_Document segment:_
——————
Film metadata is useful when it is real. It is harmful when it is guessed.

Halide asks for metadata confidence and passes that into the reasoning stage. If film stock, age, storage, or DPI are uncertain, Nemotron is instructed to prioritize visible evidence instead of inventing a story from weak metadata.

That is why the demo report focuses on scanner-side contamination, handling debris, chemical staining, and physical abrasion. It does not pretend to know the film stock history when the user marked it as unknown.

Why The UI Matters

For this task, the UI is not just a shell around the model. It is part of the diagnostic method.

The app needs to answer:

What did the model see?
What did validation remove?
Are the boxes on real damage or on sprocket holes?
Can I compare original and overlay without alignment drift?
Can I reopen a previous diagnosis?
Can I see the raw JSON if the report sounds wrong?

That led to the current Gradio workbench:

Custom autumn theme.
Intake rail for image and metadata.
Shared-canvas original versus overlay viewer.
Full-size original and overlay links.
Report, evidence, history, and JSON tabs.
SQLite-backed history recall.
Telemetry for dropped boxes, duplicate boxes, edge artifacts, and assist boxes.

The visual polish matters because a bad interface makes model errors harder to notice. In a diagnostic tool, that is not cosmetic.

Runtime And Deployment Constraints

The app refuses model inference when CUDA is not visible. Local CPU is only used for file I/O, JSON parsing, image drawing, dataset preparation, and unit tests.

GPU usage across the build:

Modal A100-80GB for training and export workloads.
Modal T4 for lower-cost GPU checks.
Hugging Face ZeroGPU A10G for the official Space runtime.
Hugging Face T4 Space mirror for final browser validation after ZeroGPU quota was exhausted.
——————
_Recorded information:_
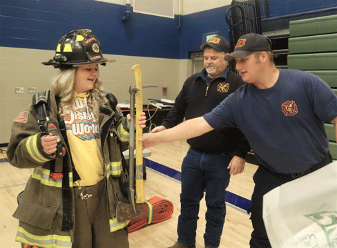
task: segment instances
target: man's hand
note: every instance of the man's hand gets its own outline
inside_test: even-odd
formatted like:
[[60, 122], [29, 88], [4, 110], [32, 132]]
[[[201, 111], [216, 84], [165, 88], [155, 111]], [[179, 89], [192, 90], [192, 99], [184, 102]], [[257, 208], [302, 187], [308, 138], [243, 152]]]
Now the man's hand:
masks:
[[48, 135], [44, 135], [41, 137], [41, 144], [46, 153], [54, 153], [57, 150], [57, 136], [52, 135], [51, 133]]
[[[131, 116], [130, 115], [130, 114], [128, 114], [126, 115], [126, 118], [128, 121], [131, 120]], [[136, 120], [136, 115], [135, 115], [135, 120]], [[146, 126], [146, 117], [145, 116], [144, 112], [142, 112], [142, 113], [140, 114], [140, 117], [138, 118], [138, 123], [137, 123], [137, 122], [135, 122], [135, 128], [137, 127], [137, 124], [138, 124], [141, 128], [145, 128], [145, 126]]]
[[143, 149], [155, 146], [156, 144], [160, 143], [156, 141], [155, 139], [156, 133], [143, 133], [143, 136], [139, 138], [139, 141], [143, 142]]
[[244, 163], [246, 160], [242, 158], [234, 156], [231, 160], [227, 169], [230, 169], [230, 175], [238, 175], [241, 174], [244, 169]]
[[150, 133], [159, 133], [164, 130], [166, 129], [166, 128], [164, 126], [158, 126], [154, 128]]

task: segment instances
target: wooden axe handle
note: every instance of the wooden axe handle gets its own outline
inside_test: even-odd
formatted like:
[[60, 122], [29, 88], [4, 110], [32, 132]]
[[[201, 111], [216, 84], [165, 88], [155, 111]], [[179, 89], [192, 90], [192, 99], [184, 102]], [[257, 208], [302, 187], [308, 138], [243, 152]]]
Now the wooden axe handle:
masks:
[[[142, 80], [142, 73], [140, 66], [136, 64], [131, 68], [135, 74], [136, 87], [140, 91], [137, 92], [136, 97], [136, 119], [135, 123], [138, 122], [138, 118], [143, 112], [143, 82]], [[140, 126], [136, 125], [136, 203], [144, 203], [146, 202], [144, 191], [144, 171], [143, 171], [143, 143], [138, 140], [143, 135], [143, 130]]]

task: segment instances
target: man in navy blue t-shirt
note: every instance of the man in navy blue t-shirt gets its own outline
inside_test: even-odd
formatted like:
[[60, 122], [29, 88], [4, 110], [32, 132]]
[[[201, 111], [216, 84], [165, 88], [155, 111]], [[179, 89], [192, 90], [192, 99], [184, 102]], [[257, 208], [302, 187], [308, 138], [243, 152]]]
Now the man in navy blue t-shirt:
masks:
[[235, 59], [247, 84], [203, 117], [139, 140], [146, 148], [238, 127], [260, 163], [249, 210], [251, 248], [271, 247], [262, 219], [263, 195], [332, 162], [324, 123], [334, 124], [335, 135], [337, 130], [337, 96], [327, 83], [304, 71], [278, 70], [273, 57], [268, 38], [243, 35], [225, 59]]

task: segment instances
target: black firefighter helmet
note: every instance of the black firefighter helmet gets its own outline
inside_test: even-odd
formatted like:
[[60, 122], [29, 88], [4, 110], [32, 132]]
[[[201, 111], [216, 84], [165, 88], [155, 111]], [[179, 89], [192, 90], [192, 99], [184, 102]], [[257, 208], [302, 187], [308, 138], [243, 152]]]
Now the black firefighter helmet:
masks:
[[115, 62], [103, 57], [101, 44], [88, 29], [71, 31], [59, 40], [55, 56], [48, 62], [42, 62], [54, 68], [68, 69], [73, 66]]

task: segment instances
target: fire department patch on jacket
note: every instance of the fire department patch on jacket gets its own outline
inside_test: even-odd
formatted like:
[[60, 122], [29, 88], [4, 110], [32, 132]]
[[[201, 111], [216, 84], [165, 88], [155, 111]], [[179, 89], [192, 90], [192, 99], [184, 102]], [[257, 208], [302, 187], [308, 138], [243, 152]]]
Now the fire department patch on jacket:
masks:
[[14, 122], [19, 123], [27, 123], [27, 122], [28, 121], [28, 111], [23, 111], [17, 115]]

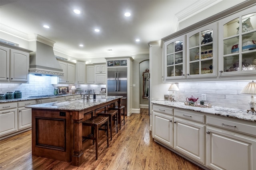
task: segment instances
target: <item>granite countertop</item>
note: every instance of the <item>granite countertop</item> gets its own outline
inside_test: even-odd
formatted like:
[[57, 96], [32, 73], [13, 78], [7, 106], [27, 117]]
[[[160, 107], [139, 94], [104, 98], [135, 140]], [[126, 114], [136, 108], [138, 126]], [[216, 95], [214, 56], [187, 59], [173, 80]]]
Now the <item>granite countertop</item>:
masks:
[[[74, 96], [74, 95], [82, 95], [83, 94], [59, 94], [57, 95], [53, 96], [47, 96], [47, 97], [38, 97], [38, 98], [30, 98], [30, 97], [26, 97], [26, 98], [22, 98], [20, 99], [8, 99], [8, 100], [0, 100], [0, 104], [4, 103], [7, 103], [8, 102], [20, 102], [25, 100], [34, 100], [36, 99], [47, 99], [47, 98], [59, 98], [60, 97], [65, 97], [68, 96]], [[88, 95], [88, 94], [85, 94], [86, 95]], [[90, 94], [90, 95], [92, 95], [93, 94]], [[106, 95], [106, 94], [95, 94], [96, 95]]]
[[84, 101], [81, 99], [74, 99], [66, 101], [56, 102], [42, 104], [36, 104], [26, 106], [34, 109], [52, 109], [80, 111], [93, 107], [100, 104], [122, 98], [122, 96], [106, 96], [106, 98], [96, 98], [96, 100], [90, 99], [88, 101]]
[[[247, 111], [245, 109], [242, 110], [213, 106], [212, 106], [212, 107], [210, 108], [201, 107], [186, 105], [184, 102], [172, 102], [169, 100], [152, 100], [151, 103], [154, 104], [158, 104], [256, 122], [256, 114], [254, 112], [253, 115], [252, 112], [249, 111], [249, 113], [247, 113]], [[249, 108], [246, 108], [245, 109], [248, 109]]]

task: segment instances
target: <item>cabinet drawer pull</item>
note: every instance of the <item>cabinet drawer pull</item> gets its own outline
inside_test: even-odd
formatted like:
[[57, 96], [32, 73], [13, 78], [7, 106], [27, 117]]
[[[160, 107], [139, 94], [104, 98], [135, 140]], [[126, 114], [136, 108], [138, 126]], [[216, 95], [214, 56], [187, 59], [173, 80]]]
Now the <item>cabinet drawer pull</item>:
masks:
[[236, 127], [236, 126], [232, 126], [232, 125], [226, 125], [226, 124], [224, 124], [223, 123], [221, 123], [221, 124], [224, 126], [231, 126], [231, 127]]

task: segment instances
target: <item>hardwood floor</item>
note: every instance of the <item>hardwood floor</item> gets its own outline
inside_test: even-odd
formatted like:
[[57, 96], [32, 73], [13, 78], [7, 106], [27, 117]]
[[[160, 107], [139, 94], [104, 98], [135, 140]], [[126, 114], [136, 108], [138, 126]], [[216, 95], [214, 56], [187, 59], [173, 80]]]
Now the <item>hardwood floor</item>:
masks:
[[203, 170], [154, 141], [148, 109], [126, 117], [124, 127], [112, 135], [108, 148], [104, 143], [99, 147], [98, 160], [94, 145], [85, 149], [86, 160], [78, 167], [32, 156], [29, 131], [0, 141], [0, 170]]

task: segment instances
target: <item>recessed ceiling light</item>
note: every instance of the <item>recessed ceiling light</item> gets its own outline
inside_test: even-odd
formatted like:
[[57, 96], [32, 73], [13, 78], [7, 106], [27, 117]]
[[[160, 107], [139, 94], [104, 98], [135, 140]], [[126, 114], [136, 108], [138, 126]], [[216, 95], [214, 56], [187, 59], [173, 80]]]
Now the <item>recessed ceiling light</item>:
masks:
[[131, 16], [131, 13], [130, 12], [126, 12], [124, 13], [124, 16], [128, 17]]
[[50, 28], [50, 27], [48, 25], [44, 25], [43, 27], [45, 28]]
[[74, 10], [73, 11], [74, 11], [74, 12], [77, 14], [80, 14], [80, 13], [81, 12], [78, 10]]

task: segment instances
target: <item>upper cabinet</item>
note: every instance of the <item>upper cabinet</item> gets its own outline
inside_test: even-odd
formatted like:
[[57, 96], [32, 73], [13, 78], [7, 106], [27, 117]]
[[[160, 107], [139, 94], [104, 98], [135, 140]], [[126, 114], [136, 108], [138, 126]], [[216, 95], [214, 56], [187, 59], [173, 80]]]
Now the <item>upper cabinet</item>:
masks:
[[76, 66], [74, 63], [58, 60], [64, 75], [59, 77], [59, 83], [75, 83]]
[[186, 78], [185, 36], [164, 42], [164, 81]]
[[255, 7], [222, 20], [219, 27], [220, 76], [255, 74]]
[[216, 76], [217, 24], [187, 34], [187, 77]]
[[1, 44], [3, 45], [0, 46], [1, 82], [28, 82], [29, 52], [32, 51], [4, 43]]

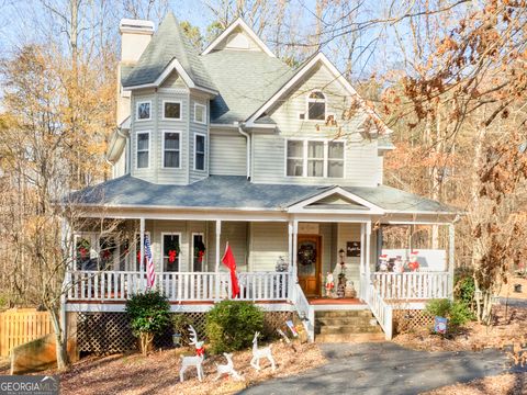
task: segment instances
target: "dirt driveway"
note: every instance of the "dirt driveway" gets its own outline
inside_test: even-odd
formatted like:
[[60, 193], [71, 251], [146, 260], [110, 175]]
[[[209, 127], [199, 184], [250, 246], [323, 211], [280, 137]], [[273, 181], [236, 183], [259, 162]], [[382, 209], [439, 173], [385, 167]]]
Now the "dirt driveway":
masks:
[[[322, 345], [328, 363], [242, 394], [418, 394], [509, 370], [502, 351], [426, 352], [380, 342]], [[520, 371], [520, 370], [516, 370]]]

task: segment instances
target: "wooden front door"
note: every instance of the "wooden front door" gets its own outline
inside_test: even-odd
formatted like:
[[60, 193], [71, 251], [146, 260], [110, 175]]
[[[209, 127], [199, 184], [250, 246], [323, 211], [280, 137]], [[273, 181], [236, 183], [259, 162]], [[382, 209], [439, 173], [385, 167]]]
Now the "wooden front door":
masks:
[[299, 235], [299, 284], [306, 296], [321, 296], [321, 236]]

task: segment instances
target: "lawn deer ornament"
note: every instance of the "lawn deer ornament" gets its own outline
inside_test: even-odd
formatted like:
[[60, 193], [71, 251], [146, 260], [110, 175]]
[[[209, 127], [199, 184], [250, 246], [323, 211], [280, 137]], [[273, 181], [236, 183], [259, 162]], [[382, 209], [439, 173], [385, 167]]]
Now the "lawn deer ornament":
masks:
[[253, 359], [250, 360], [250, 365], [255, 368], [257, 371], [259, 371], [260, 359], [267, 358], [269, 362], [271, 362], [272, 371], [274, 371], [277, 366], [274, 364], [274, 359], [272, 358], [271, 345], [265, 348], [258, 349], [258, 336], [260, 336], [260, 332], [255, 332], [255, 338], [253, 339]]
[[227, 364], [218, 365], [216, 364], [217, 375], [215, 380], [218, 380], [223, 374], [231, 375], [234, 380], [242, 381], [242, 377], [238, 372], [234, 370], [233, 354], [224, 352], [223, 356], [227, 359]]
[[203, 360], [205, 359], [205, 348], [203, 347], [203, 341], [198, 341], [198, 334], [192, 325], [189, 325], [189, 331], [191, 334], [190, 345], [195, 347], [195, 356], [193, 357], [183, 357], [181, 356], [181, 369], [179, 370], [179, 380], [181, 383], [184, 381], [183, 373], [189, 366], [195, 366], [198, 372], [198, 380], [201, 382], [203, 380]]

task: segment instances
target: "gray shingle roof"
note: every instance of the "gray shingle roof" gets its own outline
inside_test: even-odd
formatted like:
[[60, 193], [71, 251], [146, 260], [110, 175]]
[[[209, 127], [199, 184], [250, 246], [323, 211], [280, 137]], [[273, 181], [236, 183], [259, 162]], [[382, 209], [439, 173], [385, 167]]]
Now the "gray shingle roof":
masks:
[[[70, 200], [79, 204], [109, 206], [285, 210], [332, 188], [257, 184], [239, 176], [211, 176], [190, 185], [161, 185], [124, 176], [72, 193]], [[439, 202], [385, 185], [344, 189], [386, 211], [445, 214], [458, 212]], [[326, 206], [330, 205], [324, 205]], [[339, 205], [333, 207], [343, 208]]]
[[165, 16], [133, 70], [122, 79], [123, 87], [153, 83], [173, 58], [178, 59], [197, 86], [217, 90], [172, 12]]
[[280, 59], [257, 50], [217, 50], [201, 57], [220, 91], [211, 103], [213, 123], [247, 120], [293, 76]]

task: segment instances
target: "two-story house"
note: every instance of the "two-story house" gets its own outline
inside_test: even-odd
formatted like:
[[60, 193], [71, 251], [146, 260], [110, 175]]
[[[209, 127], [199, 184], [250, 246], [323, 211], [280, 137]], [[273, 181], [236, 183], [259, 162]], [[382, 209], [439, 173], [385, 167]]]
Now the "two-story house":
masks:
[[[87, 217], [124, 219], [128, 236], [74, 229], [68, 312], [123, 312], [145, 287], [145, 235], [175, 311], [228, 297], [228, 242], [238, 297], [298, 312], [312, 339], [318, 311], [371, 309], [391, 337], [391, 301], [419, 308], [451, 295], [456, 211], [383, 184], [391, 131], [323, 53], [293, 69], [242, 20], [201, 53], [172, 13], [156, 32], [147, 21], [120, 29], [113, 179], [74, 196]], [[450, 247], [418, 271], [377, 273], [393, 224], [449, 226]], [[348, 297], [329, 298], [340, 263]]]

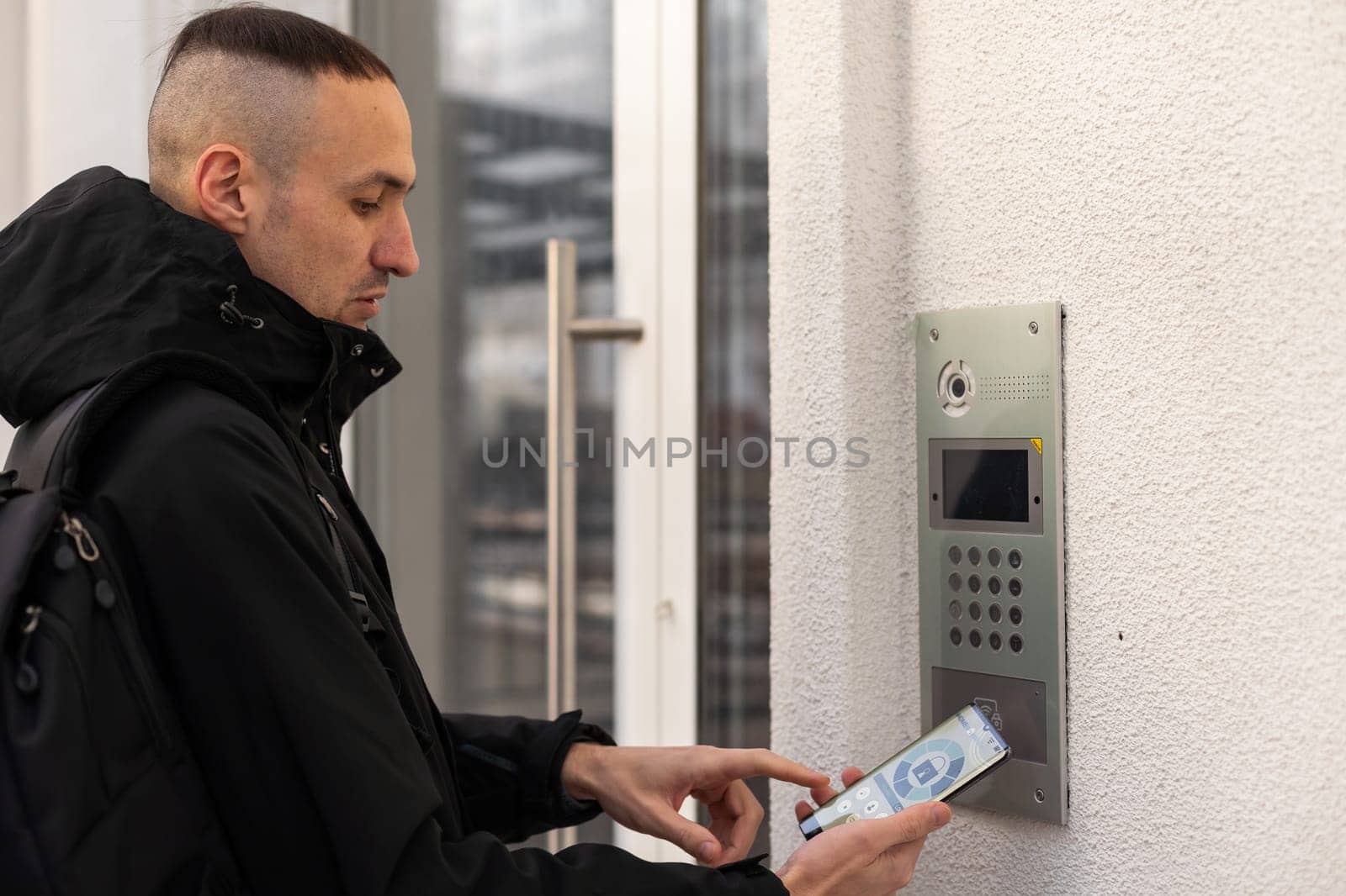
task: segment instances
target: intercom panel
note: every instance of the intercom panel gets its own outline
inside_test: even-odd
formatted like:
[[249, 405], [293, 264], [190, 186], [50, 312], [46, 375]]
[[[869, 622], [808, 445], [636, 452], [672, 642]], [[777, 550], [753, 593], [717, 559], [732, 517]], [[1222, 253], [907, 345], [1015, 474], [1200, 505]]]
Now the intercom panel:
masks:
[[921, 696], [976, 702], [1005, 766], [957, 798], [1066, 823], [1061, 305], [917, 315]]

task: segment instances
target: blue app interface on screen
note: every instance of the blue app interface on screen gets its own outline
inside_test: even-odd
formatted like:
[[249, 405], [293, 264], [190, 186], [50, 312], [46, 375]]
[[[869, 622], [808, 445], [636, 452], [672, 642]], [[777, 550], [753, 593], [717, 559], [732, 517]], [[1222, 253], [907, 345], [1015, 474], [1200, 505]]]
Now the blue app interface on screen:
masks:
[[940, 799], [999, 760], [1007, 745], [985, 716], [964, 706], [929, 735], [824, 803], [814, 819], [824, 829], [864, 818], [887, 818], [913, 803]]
——————
_Problem description:_
Retype the entire text above on film metadata and the Halide workbench, word for word and with every line in place.

_Answer box:_
Film metadata is useful when it is real. It is harmful when it is guessed.

Halide asks for metadata confidence and passes that into the reasoning stage. If film stock, age, storage, or DPI are uncertain, Nemotron is instructed to prioritize visible evidence instead of inventing a story from weak metadata.

That is why the demo report focuses on scanner-side contamination, handling debris, chemical staining, and physical abrasion. It does not pretend to know the film stock history when the user marked it as unknown.

Why The UI Matters

For this task, the UI is not just a shell around the model. It is part of the diagnostic method.

The app needs to answer:

What did the model see?
What did validation remove?
Are the boxes on real damage or on sprocket holes?
Can I compare original and overlay without alignment drift?
Can I reopen a previous diagnosis?
Can I see the raw JSON if the report sounds wrong?

That led to the current Gradio workbench:

Custom autumn theme.
Intake rail for image and metadata.
Shared-canvas original versus overlay viewer.
Full-size original and overlay links.
Report, evidence, history, and JSON tabs.
SQLite-backed history recall.
Telemetry for dropped boxes, duplicate boxes, edge artifacts, and assist boxes.

The visual polish matters because a bad interface makes model errors harder to notice. In a diagnostic tool, that is not cosmetic.

Runtime And Deployment Constraints

The app refuses model inference when CUDA is not visible. Local CPU is only used for file I/O, JSON parsing, image drawing, dataset preparation, and unit tests.

GPU usage across the build:

Modal A100-80GB for training and export workloads.
Modal T4 for lower-cost GPU checks.
Hugging Face ZeroGPU A10G for the official Space runtime.
Hugging Face T4 Space mirror for final browser validation after ZeroGPU quota was exhausted.